Problem set →
A – In the restaurant review below, what price does the four-course plan at Popolino cost?
B – Decide whether each statement agrees with the restaurant review below, answering yes or no and quoting the words from the review that settle it: (i) Popolino is located in Northern Liberties. (ii) The review recommends ordering the carbonara. (iii) The antipasti table costs $10 per person when ordered a la carte.

Excerpt to read →

Food & DrinkMarch 28, 2012 at 5:42 am

When in Rome

What’s doing at Peter McAndrews’s new Northern Italian BYO, Popolino

Sarah Tse

Popolino
501 Fairmount Ave.
(215) 928–0106

Don’t Miss: The lingua or the veal
Skip: The carbonara

$$$$

When Peter McAndrews opened Monsu last Fall, he brought Sicily to Philadelphia; now the Philly chef and Italian food enthusiast has made his move northwards, bringing the best of Rome with him to his new spot in Northern Liberties. McAndrews named it Popolino; we’re calling it one of the best Italian ventures to come to the city in the last few years.

Popolino’s a BYO, and McAndrews and his staff feel as strongly about pairing the best of the vine with the best of their menu (according to McAndrews, a true Roman meal should be enjoyed in several courses and take two to three hours, which is where the wine comes in). They feel so strongly, in fact, that they brought out their own bottle when we forgot ours. At chef’s suggestion, we succumbed to the four–course–plan, which, at $40, is a deal when you consider that you’ll get antipasti, a first plate, a meat and dessert. “Let me cook for you,” said McAndrews at our indecisiveness, and we didn’t fight it.

Sarah Tse

We began with an assortment from Popolino’s antipasti table ($8 per person if ordered a la carte) — glazed carrots and roasted eggplant, strips of zucchini and a chickpea–tuna fish salad patterned a white platter alongside fava beans, broccoli rabe and cheese. Our server brought warm rustic bread sliced fresh from its loaf on the table, which they replenished generously. Next came calf’s tongue ($9), fried calamari ($10) and an Italian bread stuffed with mozzarella ($9) — we devoured all three and delighted in the fritti’s red pepper kick, the milkiness of the cheese and the sweet punch of orange accompanying the tongue.

Dataset content →

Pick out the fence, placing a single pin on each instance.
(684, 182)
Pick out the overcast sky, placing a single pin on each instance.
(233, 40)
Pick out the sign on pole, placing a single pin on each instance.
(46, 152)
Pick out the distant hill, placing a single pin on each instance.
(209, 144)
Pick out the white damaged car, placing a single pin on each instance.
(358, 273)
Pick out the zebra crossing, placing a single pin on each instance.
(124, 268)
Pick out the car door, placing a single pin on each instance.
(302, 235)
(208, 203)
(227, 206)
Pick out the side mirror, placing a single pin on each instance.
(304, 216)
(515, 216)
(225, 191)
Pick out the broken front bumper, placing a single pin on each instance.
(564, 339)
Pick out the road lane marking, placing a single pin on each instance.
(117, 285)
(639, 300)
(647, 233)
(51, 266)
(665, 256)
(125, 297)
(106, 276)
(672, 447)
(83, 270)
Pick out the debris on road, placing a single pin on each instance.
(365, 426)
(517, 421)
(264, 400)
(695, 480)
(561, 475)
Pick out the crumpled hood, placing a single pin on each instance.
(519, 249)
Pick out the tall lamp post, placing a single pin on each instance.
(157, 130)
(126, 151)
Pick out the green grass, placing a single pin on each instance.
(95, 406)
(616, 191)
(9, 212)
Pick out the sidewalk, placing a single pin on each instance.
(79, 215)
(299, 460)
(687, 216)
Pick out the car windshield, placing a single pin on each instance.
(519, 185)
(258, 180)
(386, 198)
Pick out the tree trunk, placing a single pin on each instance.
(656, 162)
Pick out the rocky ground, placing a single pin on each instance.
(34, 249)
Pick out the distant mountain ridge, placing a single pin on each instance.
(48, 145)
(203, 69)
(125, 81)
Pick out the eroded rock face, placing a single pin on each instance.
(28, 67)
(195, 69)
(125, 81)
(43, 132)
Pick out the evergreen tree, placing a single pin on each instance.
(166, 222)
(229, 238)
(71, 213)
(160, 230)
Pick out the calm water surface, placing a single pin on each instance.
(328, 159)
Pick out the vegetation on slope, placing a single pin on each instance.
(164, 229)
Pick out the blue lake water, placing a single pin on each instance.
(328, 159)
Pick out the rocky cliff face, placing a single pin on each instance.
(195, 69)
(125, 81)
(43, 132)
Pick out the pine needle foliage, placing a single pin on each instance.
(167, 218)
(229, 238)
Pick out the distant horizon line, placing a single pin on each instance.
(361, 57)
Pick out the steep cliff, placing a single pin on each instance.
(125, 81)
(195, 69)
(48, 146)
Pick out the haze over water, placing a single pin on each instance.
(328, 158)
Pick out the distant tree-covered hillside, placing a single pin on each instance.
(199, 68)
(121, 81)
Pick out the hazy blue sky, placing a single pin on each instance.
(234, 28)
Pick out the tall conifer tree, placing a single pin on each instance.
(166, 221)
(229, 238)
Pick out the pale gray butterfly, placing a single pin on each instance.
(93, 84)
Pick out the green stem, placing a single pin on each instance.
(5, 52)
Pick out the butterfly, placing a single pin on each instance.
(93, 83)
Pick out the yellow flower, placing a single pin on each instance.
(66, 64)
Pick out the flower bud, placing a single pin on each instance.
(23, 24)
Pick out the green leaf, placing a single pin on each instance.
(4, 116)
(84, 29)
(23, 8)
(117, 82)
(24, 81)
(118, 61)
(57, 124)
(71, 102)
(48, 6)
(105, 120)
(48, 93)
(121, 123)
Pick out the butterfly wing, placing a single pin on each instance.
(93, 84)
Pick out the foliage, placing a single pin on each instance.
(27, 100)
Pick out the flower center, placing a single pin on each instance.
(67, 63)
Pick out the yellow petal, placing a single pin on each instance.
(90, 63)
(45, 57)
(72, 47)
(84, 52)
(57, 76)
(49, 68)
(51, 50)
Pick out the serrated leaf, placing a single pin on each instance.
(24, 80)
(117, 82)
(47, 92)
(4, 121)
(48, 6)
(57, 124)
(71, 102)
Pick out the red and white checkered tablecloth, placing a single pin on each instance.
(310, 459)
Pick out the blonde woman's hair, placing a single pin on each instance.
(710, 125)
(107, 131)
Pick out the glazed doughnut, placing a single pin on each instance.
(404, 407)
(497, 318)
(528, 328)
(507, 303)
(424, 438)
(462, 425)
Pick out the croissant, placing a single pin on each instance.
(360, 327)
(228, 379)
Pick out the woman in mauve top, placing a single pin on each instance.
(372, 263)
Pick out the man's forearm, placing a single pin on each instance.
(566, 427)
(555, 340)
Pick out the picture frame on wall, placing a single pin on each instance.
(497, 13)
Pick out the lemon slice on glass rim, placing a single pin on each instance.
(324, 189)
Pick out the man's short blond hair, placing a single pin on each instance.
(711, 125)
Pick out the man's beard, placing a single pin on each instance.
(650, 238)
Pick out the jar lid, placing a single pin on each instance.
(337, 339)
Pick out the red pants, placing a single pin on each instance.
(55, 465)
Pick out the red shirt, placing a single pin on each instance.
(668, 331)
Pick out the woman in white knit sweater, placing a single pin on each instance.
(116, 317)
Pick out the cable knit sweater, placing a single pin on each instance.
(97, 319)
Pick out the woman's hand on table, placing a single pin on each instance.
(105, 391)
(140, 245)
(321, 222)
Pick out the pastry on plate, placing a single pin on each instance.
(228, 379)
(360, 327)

Answers to the problems →
A – $40

B –
(i) Yes: "bringing the best of Rome with him to his new spot in Northern Liberties"
(ii) No: "Skip: The carbonara"
(iii) No: "($8 per person if ordered a la carte)"